**QUOTED PASSAGE**
◇ ◇ ◇
This is the link to a story about the future of Aspergers.
The industry of psychology has been encouraged by parents seeking learning accommodations for their children and adults searching for answers to why people behave improperly.
Society can't be very accommodating when industry and the politics that support it are dependent on showing the worth of products and people at the expense of defining products and people that are worthless.
These comparisons are often justified by claiming that this is instead a competition to find what is best and what is true. Unfortunately, that alone wouldn't stimulate the economy. Therefore, comparisons are made without the necessity for any of them being ethical or good. It is only important that something or someone is described as bad so that something or someone else appears better and can therefore, be marketed.
Thinking as it relates to either pathology, mental illness, learning disability, or neurological impairment has always been described by the degree of impairment as it relates to the fleeting, unrealistic, and unattainable definition of normal and is supposedly used to define whether someone needs nothing but care or is in need of (or able to receive) some type of therapy.
Due to the market driven mentality that creates these comparisons based on nothing more than popularity, different degrees of impaired thinking can only be given so much aid. If the solution to the problem ever becomes too attainable people will see the true goals of the industry and their stock will plummet.
In whatever way that Aspergers is now used to define a higher functioning level of autism a similar word or diagnoses will ultimately replace that word if it's taken away. We who are attempting to better define a social model for autism are fighting against an industry and a mindset that the industry uses to create profits. Politics is an extension of industry so the same exclusionary and discriminatory methods are used there as well.
◇ ◇ ◇
**SOURCE MATERIAL**

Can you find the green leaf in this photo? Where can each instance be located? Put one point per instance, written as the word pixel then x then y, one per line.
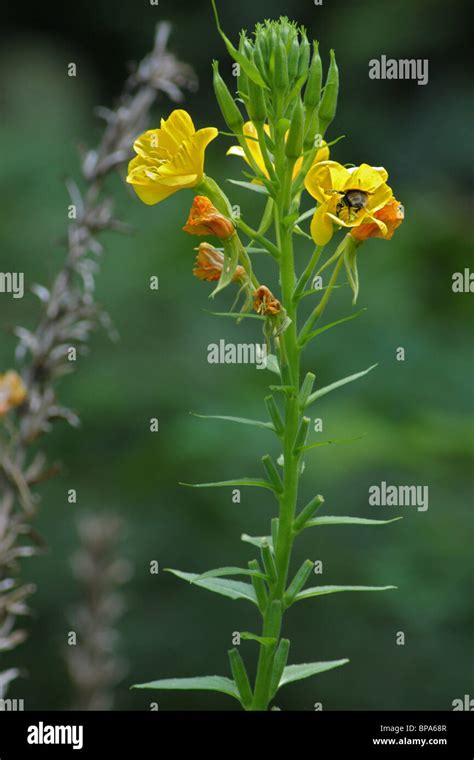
◇ ◇ ◇
**PROBLEM REQUIREMENTS**
Quote the essay on Aspergers word for word, beginning at the words that read "This is the" and stopping after "therefore, be marketed.". Leave the material aside; it plays no part here.

**REPLY**
This is the link to a story about the future of Aspergers.
The industry of psychology has been encouraged by parents seeking learning accommodations for their children and adults searching for answers to why people behave improperly.
Society can't be very accommodating when industry and the politics that support it are dependent on showing the worth of products and people at the expense of defining products and people that are worthless.
These comparisons are often justified by claiming that this is instead a competition to find what is best and what is true. Unfortunately, that alone wouldn't stimulate the economy. Therefore, comparisons are made without the necessity for any of them being ethical or good. It is only important that something or someone is described as bad so that something or someone else appears better and can therefore, be marketed.